**Selected excerpt**
Since John is an Overcomer, God sends out the call for Overcomers through John. John is symbolic of all Overcomers, and he is the instrument through which God raises up Overcomers.
I can relate to John. I know many of us feel as if we are alone, in exile, in a wilderness. Gradually we feel we are being shut up and shut out by others who have not seen what we have seen. It is right THERE, in the desert place, in the place of exile, in the place of banishment, in the place of dryness, in the place of darkness, that Christ is revealed to us. This ought to encourage us no matter what our situation.
The Saint Must Walk Alone
by A W Tozer
Most of the world’s great souls have been lonely. Loneliness seems to be one price the saint must pay for his saintliness.
In the morning of the world (or should we say, in that strange darkness that came soon after the dawn of man’s creation), that pious soul, Enoch, walked with God and was not, for God took him; and while it is not stated in so many words, a fair inference is that Enoch walked a path quite apart from his contemporaries.
Another lonely man was Noah who, of all the antediluvians, found grace in the sight of God; and every shred of evidence points to the aloneness of his life even while surrounded by his people.
Again, Abraham had Sarah and Lot, as well as many servants and herdsmen, but who can read his story and the apostolic comment upon it without sensing instantly that he was a man “whose soul was alike a star and dwelt apart”? As far as we know not one word did God ever speak to him in the company of men. Face down he communed with his God, and the innate dignity of the man forbade that he assume this posture in the presence of others. How sweet and solemn was the scene that night of the sacrifice when he saw the lamps of fire moving between the pieces of offering. There, alone with a horror of great darkness upon him, he heard the voice of God and knew that he was a man marked for divine favor.
Moses also was a man apart. While yet attached to the court of Pharaoh he took long walks alone, and during one of these walks while far removed from the crowds he saw an Egyptian and a Hebrew fighting and came to the rescue of his countryman. After the resultant break with Egypt he dwelt in almost complete seclusion in the desert. There, while he watched his sheep alone, the wonder of the burning bush appeared to him, and later on the peak of Sinai he crouched alone to gaze in fascinated awe at the Presence, partly hidden, partly disclosed, within the cloud and fire.

**Entries**
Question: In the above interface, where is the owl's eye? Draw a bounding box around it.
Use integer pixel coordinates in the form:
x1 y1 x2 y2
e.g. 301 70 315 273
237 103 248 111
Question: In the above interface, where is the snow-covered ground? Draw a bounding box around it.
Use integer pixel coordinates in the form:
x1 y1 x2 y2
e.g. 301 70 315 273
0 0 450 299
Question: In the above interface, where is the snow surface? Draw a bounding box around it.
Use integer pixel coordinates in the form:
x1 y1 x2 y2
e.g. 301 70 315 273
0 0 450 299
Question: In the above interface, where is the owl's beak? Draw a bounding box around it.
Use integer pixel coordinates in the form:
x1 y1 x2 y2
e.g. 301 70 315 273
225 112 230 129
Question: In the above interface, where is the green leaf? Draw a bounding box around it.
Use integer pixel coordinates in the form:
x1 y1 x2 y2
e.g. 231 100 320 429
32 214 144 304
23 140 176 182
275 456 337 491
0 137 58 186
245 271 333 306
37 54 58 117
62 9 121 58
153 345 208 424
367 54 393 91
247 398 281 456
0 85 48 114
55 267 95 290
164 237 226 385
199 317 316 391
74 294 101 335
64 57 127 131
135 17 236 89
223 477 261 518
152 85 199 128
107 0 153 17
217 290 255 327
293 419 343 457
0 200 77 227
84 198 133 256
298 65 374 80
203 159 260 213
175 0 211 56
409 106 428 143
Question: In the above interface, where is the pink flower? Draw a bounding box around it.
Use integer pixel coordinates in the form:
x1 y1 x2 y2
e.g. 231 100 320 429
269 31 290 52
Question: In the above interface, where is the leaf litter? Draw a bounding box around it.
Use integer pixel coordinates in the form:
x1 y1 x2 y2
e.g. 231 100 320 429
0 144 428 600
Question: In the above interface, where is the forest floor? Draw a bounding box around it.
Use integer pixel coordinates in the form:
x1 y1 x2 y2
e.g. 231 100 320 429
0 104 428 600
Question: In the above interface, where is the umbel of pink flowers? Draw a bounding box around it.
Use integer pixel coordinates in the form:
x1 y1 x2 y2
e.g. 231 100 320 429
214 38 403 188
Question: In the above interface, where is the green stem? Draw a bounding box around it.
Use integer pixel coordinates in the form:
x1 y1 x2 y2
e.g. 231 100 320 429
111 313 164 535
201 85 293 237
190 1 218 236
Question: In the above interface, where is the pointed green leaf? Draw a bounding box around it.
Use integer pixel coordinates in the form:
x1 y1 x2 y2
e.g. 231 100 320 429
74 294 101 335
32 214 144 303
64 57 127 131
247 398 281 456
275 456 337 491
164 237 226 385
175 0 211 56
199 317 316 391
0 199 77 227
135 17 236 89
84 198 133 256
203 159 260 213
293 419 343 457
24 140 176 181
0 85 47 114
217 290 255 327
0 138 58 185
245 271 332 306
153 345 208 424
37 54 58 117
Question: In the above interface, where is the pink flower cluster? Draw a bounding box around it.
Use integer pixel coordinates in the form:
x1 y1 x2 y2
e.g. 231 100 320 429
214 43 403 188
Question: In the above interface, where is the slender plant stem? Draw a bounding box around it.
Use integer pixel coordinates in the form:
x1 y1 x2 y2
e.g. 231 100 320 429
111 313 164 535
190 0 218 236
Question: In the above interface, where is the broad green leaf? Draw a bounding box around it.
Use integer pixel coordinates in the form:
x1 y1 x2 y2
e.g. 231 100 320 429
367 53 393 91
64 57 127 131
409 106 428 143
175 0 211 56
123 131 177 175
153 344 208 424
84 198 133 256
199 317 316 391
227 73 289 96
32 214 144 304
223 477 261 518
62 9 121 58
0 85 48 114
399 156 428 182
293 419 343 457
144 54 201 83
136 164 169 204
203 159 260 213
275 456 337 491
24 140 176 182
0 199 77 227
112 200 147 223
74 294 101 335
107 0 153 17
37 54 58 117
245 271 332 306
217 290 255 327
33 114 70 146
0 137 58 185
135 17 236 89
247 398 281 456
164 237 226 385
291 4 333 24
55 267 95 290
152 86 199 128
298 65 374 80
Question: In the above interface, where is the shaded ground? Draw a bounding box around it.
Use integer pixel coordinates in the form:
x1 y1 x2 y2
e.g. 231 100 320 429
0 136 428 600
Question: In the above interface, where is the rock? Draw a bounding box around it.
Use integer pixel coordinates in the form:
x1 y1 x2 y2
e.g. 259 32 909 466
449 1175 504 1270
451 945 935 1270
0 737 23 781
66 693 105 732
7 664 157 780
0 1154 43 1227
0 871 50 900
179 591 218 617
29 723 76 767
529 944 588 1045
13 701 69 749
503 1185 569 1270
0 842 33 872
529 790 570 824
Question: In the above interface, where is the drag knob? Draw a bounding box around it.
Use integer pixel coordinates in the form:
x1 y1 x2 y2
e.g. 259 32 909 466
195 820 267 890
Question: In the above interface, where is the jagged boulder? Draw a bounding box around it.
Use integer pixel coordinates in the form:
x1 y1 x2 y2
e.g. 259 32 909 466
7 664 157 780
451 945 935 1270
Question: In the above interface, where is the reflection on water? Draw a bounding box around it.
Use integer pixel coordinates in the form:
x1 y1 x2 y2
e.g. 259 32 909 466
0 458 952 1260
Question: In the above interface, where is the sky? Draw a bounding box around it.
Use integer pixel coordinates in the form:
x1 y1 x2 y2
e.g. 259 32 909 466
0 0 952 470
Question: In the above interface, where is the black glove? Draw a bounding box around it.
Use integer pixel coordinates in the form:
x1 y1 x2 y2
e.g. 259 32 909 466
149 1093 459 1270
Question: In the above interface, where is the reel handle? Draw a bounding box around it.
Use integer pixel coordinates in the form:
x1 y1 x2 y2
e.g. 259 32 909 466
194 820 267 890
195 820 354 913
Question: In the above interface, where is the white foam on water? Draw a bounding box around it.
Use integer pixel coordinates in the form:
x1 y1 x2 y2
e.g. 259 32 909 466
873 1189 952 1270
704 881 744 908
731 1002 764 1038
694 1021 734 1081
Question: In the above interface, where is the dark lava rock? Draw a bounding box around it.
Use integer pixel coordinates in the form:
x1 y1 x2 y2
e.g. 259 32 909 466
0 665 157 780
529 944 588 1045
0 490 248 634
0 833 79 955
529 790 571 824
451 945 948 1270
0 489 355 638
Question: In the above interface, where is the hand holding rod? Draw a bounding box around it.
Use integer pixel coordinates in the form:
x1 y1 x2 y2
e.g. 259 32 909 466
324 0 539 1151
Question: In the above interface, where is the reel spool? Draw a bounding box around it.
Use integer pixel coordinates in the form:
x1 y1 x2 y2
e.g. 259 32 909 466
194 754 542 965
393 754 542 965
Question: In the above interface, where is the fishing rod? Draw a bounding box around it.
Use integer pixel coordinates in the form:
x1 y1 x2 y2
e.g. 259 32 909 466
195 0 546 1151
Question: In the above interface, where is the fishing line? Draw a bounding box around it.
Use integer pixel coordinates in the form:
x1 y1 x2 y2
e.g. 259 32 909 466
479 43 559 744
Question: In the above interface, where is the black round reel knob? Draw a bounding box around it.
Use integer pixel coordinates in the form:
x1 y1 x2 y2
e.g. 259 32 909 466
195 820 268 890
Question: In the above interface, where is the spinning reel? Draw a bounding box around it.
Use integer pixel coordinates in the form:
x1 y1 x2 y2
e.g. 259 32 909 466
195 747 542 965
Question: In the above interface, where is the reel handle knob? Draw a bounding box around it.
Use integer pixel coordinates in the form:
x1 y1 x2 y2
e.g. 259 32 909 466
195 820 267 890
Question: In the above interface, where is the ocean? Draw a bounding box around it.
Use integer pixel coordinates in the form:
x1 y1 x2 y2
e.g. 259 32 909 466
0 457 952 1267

**Set problem 1**
Answer these questions from the excerpt on loneliness, one line each:
(a) Among the antediluvians, who found grace in the sight of God?
(b) On the night of the sacrifice, what did Abraham see moving between the pieces of offering?
(c) What was Moses watching alone when the burning bush appeared to him?
**Set problem 2**
List every person that the section of the excerpt on loneliness titled "The Saint Must Walk Alone" presents as lonely or living apart.
**Set problem 3**
According to the excerpt on loneliness, why did Abraham commune with God face down only when he was not in the presence of others? Answer in one to three sentences.

**Expected output 1**
(a) Noah
(b) Lamps of fire
(c) His sheep

**Expected output 2**
Enoch, Noah, Abraham, Moses

**Expected output 3**
The innate dignity of the man forbade him to take that posture in front of others. For that reason, he communed face down with God only when he was apart from people.